Verilen metin →
Sanırsın Mars’tan Gelmiş

Yazar -

Sanırsın   Mars’tan Gelmiş Davul zurnayı, avcı turnayı, deve hurmayı,

Tembel yatmayı, pazarcı satmayı, Siyasetçi atmayı… Severmiş…

“Tarımda Avrupa birincisi, Dünya yedincisi olduk” “mazotun bugün geçerli olan fiyatı üzerinden çiftçilere yüzde 35 indirim yapacağız”, “Sakarya’daki Tank Palet Fabrikasının “özelleştirme kararı satış anlamına gelmiyor”, “ Tanzim satış kuyruğu değil varlık kuyruğu”… Bizim siyasetçiler sanırsın Marstan gelmiş bu ülkede yaşamıyorlar. Atan atana… Seçim meydanlarında ülkenin, vatandaşın sorunları değil karşı adayın mal varlığı konuşulur oldu. 

Sarhoş dostunu, ayı postunu, yaşlı bastonu, 

Hatip lafı, suçlu affı, açıkgöz safı… Severmiş.

Geleceğe dönük politikalar üretmek yerine ülkeyi gerip ayrıştırmaya ve birbirine düşman etmeye gerek var mı? Palavralarla günü kurtarmak yerine, geleceğimizi kurtarmak için çalışma zamanı değil mi?  Vatandaşa yaptıklarınızı, yapamadıklarınızı ve yapacaklarınızı anlatın yeter…

Bu ülkede işsizlik var sebebi mevsimler… Bu ülkede tren devrilir sebebi hava koşulları... Bu ülkede insanlar madenlerde, kaçak binalarda can verir, sebebi fıtrat. Bu ülkede ne olursa olsun bir bahanesi var. Sorumlusu yok. Memleket var, makam var, yetki var, güç var ama hesap veren yok.

Veri içeriği →
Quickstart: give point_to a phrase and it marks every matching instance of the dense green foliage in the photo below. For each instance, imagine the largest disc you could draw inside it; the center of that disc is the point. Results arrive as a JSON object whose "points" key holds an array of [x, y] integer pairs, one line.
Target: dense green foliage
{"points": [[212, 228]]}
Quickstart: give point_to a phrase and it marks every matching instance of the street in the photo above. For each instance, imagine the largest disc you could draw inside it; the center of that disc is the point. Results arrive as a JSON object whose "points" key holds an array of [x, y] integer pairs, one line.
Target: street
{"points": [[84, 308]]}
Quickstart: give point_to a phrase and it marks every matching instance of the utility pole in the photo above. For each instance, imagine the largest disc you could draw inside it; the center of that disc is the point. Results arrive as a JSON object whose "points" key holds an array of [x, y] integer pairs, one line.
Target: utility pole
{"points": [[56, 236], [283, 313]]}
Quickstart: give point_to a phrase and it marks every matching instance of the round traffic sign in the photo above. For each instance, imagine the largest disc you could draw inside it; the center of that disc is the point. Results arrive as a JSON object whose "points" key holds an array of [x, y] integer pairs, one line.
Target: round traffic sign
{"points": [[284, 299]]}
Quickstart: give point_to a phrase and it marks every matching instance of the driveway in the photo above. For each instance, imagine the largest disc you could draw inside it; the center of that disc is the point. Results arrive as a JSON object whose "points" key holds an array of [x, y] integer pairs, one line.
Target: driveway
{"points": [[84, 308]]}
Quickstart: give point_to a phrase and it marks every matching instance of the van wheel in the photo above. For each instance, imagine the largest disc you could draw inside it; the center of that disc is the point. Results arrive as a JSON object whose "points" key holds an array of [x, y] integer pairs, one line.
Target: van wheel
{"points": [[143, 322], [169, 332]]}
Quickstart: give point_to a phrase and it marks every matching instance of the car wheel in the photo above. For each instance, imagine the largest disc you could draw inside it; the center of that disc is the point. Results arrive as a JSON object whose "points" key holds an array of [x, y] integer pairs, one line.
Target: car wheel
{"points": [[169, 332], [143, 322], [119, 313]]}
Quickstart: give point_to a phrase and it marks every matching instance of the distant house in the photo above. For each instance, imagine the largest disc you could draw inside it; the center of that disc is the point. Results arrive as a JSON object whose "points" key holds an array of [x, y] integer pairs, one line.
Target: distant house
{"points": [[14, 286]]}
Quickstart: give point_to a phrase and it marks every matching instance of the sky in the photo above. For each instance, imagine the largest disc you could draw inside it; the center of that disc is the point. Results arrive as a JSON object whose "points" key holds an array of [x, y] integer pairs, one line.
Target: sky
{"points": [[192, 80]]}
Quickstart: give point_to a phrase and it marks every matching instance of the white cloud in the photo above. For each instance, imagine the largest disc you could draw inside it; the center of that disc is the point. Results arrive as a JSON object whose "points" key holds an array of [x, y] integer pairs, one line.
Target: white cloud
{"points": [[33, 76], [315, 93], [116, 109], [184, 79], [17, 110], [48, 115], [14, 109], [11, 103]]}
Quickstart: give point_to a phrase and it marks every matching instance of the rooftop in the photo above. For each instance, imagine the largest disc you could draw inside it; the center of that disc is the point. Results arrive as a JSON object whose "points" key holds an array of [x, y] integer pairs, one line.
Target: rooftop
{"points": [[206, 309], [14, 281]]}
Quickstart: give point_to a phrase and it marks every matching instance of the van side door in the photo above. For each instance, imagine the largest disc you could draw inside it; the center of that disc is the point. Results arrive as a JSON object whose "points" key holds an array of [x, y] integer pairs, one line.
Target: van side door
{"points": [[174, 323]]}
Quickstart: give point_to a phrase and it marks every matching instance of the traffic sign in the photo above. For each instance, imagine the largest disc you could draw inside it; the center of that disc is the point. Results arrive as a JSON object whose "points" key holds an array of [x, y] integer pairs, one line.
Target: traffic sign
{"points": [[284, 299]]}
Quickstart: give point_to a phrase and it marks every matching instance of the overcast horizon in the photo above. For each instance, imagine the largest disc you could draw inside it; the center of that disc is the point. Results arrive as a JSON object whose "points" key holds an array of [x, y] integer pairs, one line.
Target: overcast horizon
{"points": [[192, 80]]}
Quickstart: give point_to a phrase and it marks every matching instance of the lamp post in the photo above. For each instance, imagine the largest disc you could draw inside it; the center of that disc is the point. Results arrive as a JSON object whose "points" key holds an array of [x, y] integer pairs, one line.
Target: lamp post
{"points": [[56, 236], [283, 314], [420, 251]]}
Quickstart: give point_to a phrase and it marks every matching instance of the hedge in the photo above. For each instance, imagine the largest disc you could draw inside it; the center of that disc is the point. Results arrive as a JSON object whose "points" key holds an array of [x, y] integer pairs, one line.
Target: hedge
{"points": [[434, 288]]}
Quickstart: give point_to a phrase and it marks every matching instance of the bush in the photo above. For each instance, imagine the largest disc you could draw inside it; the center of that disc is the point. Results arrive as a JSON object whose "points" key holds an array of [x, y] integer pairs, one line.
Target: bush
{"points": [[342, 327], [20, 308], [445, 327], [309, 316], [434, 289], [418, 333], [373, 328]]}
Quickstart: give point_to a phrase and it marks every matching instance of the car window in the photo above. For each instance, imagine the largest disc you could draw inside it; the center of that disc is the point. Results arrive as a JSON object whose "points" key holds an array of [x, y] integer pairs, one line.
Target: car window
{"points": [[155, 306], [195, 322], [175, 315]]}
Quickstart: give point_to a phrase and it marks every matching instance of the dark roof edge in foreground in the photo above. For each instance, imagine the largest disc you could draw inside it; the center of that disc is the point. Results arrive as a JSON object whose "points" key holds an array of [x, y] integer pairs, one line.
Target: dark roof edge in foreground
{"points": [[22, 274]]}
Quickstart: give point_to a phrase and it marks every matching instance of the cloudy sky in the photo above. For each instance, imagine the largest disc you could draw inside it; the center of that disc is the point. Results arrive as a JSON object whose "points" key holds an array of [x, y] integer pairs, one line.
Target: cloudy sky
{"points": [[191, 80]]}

Görev hedefi 1 →
Lütfen girdiler içinden "lamp" sözcüğünü barındıran her satırı seçip kopyalayın; büyük-küçük harf ayrımı dikkate alınır.
Görev hedefi 2 →
Siyasetçileri eleştiren yazıyı son cümlesinden sonra devam ettirin.
Girdilerin, siyasetçileri eleştiren yazıyla hiçbir ilgisi yoktur.

Sonuç 1 →
Quickstart: give point_to a phrase and it marks every matching instance of the lamp post in the photo above. For each instance, imagine the largest disc you could draw inside it; the center of that disc is the point. Results arrive as a JSON object whose "points" key holds an array of [x, y] integer pairs, one line.
Target: lamp post

Sonuç 2 →
Seçime gidiyoruz ama görenler savaşa gidiyoruz sanıyor. Ülkeyi gerip ayrıştırmaya ve birbirine düşman etmeye ne gerek var. Artık seçmenin terör örgütleri ile ilişkilendirilmesinden bıktık. Birazda başka şeyler söyleyin. Kürsüye geçen Şuna oy verirseniz terörist, buna oy verirseniz fetöcü olursunuz söylemlerinden bıktı. Çünkü vatandaş Habur sınır kapısından PKK militanlarının ülkeye nasıl ve kimler tarafından sokulduğunu biliyor. Oslo görüşmelerini biliyor. HDP ile Dolmabahçe sarayında nasıl mutabakat imzalandığını biliyor. Diyarbakır’da yapılan şovda Kürdistan’a selam gönderenlerin kim olduğunu biliyor. Bunlar bıkkınlık verdi. İllet, zillet, çete, beka gibi idrak etmekte zorlandığımız kelimelerle itham edeceğinize gereği neyse onu yapın. Artık bu tür söylemlerden vazgeçerek enflasyonu, işsizliği, eğitimi, çarpık yapılaşmayı, adaletsizliği ve çözüm önerilerinizi dilinize dolasanız iyi olur. Siyaset ve siyasetçiden bıkan millet korkarım sandığa gitmekten vazgeçecek yada oyu ile gerçekleri yüzüne vuracak.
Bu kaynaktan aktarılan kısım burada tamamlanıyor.